DATA TO PROCESS:
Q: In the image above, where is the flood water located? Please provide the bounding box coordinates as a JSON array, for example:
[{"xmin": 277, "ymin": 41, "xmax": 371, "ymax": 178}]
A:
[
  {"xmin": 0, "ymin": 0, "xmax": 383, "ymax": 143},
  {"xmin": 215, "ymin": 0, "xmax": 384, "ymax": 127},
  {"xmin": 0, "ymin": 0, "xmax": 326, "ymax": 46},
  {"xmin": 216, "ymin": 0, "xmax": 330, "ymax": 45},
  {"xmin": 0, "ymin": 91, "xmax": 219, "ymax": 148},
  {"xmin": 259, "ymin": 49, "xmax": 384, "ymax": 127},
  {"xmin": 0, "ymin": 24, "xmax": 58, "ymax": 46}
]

--

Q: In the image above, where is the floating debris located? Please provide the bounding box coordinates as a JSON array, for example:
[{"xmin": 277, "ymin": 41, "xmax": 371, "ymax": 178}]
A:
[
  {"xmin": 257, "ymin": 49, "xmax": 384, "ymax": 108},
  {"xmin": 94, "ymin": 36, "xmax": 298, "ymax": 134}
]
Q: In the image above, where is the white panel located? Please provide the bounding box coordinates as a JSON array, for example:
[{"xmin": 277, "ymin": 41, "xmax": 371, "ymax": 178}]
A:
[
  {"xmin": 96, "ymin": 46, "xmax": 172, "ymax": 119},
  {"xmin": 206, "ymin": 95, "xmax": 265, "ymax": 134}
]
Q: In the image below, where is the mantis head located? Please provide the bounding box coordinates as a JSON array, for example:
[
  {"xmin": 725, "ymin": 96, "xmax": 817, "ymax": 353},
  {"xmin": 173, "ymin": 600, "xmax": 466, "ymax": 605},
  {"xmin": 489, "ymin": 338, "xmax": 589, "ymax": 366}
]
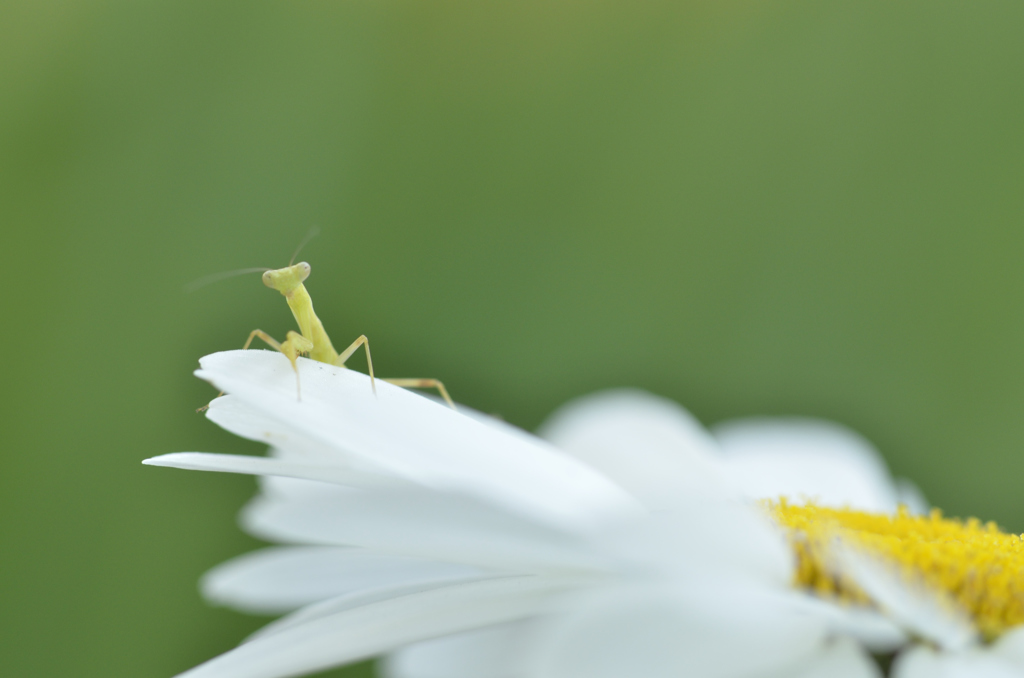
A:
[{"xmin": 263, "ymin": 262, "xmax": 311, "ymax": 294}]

...

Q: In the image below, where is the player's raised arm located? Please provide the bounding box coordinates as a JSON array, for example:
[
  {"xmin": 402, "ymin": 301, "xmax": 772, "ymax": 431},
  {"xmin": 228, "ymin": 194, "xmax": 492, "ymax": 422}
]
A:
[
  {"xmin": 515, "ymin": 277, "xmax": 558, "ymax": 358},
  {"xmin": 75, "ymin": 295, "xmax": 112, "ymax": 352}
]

ASSIGNMENT: Scan the records for the string "above". Copy each line in which it appears.

ANSWER:
Q: In the image above, where is the flood water located? Please provide the bounding box coordinates as a JSON array, for example:
Q: In the image above, where is the floating debris located? Please provide the bounding box coordinates as a JSON array, for example:
Q: In the image above, where is the white panel located? Please provide the bounding box coordinates as a JSON array, for example:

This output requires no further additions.